Start of RECORDS PROVIDED

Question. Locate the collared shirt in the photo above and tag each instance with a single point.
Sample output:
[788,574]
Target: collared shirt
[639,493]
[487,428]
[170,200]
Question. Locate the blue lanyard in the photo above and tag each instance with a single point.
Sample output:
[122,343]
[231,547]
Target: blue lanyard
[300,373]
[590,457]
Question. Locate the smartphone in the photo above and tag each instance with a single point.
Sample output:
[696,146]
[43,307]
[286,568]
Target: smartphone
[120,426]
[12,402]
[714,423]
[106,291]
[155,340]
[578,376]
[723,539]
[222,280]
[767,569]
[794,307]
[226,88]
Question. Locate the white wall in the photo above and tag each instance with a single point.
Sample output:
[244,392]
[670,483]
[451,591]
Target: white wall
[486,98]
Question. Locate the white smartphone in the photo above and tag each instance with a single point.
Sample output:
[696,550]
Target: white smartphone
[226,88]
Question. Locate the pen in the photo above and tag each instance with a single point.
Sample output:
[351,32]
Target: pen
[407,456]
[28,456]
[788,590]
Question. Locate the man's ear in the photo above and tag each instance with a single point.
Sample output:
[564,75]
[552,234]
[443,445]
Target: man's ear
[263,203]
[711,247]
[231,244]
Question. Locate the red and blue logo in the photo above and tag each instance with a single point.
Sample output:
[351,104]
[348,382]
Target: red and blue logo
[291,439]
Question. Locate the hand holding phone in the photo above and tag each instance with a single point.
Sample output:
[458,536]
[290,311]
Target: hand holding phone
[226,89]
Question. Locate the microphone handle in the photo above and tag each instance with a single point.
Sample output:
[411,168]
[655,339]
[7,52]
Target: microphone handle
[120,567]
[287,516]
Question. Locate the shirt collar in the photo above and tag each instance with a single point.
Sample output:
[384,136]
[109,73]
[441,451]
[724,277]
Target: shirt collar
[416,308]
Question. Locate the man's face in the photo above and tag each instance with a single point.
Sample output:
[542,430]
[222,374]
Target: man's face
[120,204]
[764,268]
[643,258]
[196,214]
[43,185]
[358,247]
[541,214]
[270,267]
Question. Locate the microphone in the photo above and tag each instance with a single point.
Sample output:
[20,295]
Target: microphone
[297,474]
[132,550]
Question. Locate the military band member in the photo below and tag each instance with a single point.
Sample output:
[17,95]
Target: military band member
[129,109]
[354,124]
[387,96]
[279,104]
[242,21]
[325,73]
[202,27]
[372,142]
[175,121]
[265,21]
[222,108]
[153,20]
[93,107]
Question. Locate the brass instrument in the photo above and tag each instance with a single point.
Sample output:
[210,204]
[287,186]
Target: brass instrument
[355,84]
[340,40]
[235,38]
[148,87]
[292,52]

End of RECORDS PROVIDED

**YOUR TASK**
Return the material exactly. Leave out no line.

**SOLUTION TO THE EXERCISE**
Question. Locate the collared shirt in the photo above and tag each instance with a single point.
Sample output:
[788,574]
Target: collared shirt
[639,493]
[487,428]
[170,200]
Question. Locate the blue lanyard in the photo above and tag each instance with a single point.
Sample output:
[122,343]
[231,547]
Target: blue lanyard
[300,373]
[590,457]
Question. Locate the smartphone in the photo above and tag each instance with a single point.
Sample output:
[696,146]
[43,307]
[286,568]
Target: smartphone
[120,426]
[12,402]
[714,423]
[106,291]
[155,340]
[578,376]
[723,539]
[222,280]
[767,569]
[794,307]
[226,88]
Question. Locate the white wall in the photo above and tag each instance with a single point.
Sample output:
[244,392]
[670,483]
[451,591]
Target: white wall
[486,98]
Question. Locate the white smartphone in the photo above and tag each instance with a single point.
Sample output:
[696,550]
Target: white smartphone
[226,88]
Question. Locate the pen in the photo above and tag each instance with a single point.
Sample output:
[351,32]
Target: pen
[407,456]
[28,456]
[788,590]
Question. Locate the man's ear in the photo above and tag each instance with a single point.
Sample output:
[564,75]
[552,234]
[443,445]
Target: man's ear
[263,203]
[711,247]
[231,244]
Question. Locate the red and blue logo in the photo above and tag each instance with a single point.
Sample output:
[351,104]
[348,382]
Target: red and blue logo
[291,439]
Question. Locate the hand holding phone in the photo above and tag each instance with a single point.
Sample output:
[458,536]
[290,311]
Target: hand holding phone
[226,89]
Question. Locate the microphone handle in the photo above and tag each instance with a single point.
Sample output:
[411,168]
[655,339]
[7,52]
Target: microphone handle
[120,567]
[287,516]
Question. Locate the shirt collar in the photo above and tag each instance with a single point.
Sample output:
[384,136]
[109,73]
[441,451]
[724,277]
Target: shirt collar
[416,308]
Question. Locate the man's face in the photo above and tag each instance with a single point.
Sample output:
[542,430]
[222,374]
Target: man's face
[120,204]
[764,268]
[643,258]
[196,214]
[43,185]
[358,247]
[541,214]
[270,267]
Question. Locate the microphone in the photo above and tag each instance with a single point.
Sample output:
[20,295]
Target: microphone
[297,474]
[132,550]
Question. Locate the military band member in the photo below and tag each instance with a single point.
Sample output:
[17,95]
Target: military band member
[129,109]
[354,124]
[387,96]
[279,104]
[242,21]
[325,73]
[202,27]
[372,142]
[175,121]
[265,21]
[222,108]
[153,20]
[93,107]
Question. Locate the brass instrument in the photo above and tag each instance with a single point.
Sample output:
[210,204]
[287,186]
Target: brass instrument
[355,84]
[340,40]
[235,38]
[148,87]
[292,52]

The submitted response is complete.